ENTRIES SUPPLIED Block Start

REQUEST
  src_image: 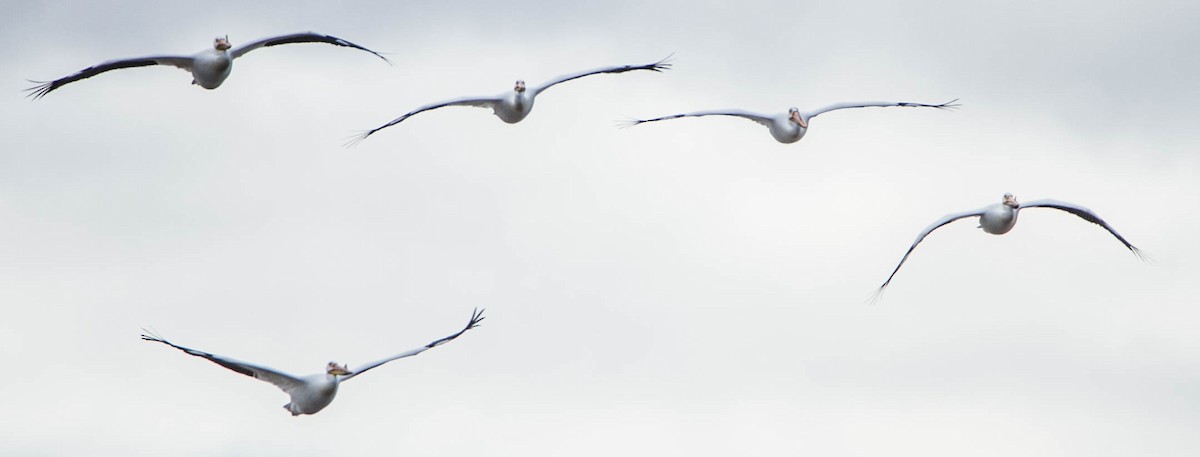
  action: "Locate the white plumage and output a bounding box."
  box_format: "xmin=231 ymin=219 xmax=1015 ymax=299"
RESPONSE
xmin=621 ymin=99 xmax=959 ymax=144
xmin=874 ymin=194 xmax=1146 ymax=301
xmin=347 ymin=56 xmax=671 ymax=146
xmin=141 ymin=308 xmax=484 ymax=416
xmin=27 ymin=32 xmax=389 ymax=98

ENTRIES SUPPLIED Block End

**WHAT YOU ARE ASKED TO DO**.
If a line holds an image, leave the image out; retype everything else in the entries exactly.

**YOUR SOLUTION**.
REQUEST
  src_image: 
  action: "Locate the white plumage and output a bounding box."
  box_format: "xmin=231 ymin=219 xmax=1015 ymax=299"
RESPONSE
xmin=621 ymin=99 xmax=959 ymax=144
xmin=874 ymin=194 xmax=1146 ymax=301
xmin=347 ymin=56 xmax=671 ymax=146
xmin=141 ymin=308 xmax=484 ymax=416
xmin=27 ymin=32 xmax=389 ymax=98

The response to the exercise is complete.